(TO BE DONE):
1/ In the open letter on the "Memory Works" painting, in which gallery is the painting said to be displayed?
2/ Rewrite the open letter on the "Memory Works" painting starting with "Judaism consider the" and going on through "his human remains.", replacing "terrestrial journey" with "earthly journey".

(DOCUMENT EXCERPT):
Mr. Carl Michael von Hausswolff you have stolen the ashes of Jewish Holocaust victims from the crematoria of Majdanek, where thousands perished in the gas chambers.
You have diluted their ashes in water to produce a painting on canvas currently displayed as "Memory Works" in the Martin Bryder Gallery of Lund, Sweden.
Perhaps you are unaware that your paintbrush has violated a core value, of monotheistic religious faiths inherited from its Jewish sources: respect for the sanctity of human life and for its vessel, its mortal body fashioned in the image of its Creator.
Judaism consider the body as inviolable through its terrestrial journey, its user has no right to deface it or take its life. Its corpse is washed and prepared for burial within hours of its decease to return to the Creator from whence it came.
The paroxysm of Nazi Jew-hatred was not satisfied with the victim's murder but required the physical debasement and effacement of his human remains.
Mr. von Hausswolff, you, like the Nazis' use of human skin for lampshades and fat to produce soap have similarly twice murdered the bodies that were once the ashes you have desecrated, turning art into abomination. Hitler,as an aspirant painter, would have surely applauded.

(DATASET EXTRACT):
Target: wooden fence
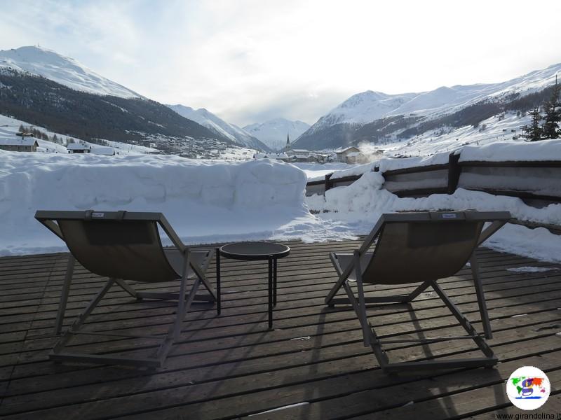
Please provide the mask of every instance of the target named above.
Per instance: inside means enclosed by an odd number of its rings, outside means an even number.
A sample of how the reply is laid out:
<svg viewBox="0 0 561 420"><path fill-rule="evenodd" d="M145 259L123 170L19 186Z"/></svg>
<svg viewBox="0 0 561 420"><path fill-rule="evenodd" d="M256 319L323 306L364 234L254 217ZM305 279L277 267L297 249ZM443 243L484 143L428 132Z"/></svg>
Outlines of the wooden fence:
<svg viewBox="0 0 561 420"><path fill-rule="evenodd" d="M464 188L518 197L538 207L561 202L561 161L462 162L461 158L459 153L452 153L446 163L385 171L383 188L398 197L453 194ZM374 171L379 172L379 167L374 167ZM324 195L362 176L332 178L332 175L309 182L306 195Z"/></svg>

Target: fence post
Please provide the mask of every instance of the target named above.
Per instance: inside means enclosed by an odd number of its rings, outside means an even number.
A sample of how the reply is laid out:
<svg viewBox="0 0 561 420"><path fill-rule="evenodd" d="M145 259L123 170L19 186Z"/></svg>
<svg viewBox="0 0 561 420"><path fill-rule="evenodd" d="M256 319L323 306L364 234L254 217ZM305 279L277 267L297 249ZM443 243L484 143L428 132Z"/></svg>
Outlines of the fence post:
<svg viewBox="0 0 561 420"><path fill-rule="evenodd" d="M325 191L330 189L333 186L333 183L331 182L332 175L333 175L333 172L331 172L331 174L327 174L325 175Z"/></svg>
<svg viewBox="0 0 561 420"><path fill-rule="evenodd" d="M458 188L461 167L459 164L460 154L454 152L448 156L448 194L454 194Z"/></svg>

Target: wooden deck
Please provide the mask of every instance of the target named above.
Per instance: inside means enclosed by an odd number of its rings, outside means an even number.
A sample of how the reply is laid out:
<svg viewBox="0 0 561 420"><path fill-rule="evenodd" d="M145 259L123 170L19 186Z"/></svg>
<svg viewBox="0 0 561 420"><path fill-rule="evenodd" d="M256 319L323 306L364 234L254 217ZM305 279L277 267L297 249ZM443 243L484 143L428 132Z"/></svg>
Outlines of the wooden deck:
<svg viewBox="0 0 561 420"><path fill-rule="evenodd" d="M208 304L188 314L180 344L165 368L55 365L46 356L52 336L67 254L0 258L0 416L6 419L125 418L175 420L237 419L496 419L513 408L504 382L516 368L535 365L548 374L552 396L543 410L561 412L561 270L528 258L478 251L494 338L501 363L494 370L384 374L361 341L349 307L327 308L323 298L334 279L330 251L356 241L291 242L279 261L278 304L268 330L266 267L261 262L223 260L223 309ZM545 272L507 268L550 267ZM213 281L215 267L209 270ZM478 319L465 268L440 282L459 307ZM76 267L65 323L72 321L102 279ZM151 286L144 286L149 288ZM386 293L410 289L378 287ZM368 288L367 294L373 289ZM97 331L162 334L172 302L130 303L114 288L90 318ZM371 321L386 336L456 334L454 320L433 292L403 304L373 307ZM475 322L480 330L480 323ZM154 343L88 336L76 351L147 354ZM473 342L393 345L393 360L479 356ZM289 407L286 407L289 406ZM269 411L279 407L282 410Z"/></svg>

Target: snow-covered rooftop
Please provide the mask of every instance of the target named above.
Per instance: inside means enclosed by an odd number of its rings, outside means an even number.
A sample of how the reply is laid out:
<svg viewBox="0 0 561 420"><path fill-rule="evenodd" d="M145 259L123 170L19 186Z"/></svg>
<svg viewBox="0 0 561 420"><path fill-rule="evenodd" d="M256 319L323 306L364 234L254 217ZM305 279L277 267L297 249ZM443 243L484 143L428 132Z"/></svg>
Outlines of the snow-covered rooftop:
<svg viewBox="0 0 561 420"><path fill-rule="evenodd" d="M34 137L23 139L5 139L0 137L0 146L37 146L37 141Z"/></svg>
<svg viewBox="0 0 561 420"><path fill-rule="evenodd" d="M69 150L89 150L92 148L90 146L81 143L69 143L66 147Z"/></svg>

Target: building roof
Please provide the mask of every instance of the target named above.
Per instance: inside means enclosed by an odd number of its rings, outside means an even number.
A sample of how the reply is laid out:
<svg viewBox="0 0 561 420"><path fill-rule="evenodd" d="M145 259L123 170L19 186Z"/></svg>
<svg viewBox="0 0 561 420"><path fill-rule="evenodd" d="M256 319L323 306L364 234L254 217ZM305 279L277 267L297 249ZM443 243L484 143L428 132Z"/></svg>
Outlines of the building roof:
<svg viewBox="0 0 561 420"><path fill-rule="evenodd" d="M89 150L92 148L90 146L82 144L81 143L69 143L66 148L69 150Z"/></svg>
<svg viewBox="0 0 561 420"><path fill-rule="evenodd" d="M344 148L344 149L343 149L342 150L337 150L335 153L337 155L340 155L341 153L344 153L345 152L348 152L349 150L356 150L357 152L360 152L360 150L358 148L355 147L353 146L351 146L351 147L348 147L348 148Z"/></svg>
<svg viewBox="0 0 561 420"><path fill-rule="evenodd" d="M0 146L39 146L34 137L24 139L0 139Z"/></svg>
<svg viewBox="0 0 561 420"><path fill-rule="evenodd" d="M256 159L264 159L266 158L269 159L288 159L288 155L286 153L255 153Z"/></svg>
<svg viewBox="0 0 561 420"><path fill-rule="evenodd" d="M115 149L112 147L100 146L92 148L92 153L94 155L105 155L107 156L112 156L115 154Z"/></svg>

(OUTPUTS IN ORDER):
1/ The Martin Bryder Gallery of Lund, Sweden.

2/
Judaism consider the body as inviolable through its earthly journey, its user has no right to deface it or take its life. Its corpse is washed and prepared for burial within hours of its decease to return to the Creator from whence it came.
The paroxysm of Nazi Jew-hatred was not satisfied with the victim's murder but required the physical debasement and effacement of his human remains.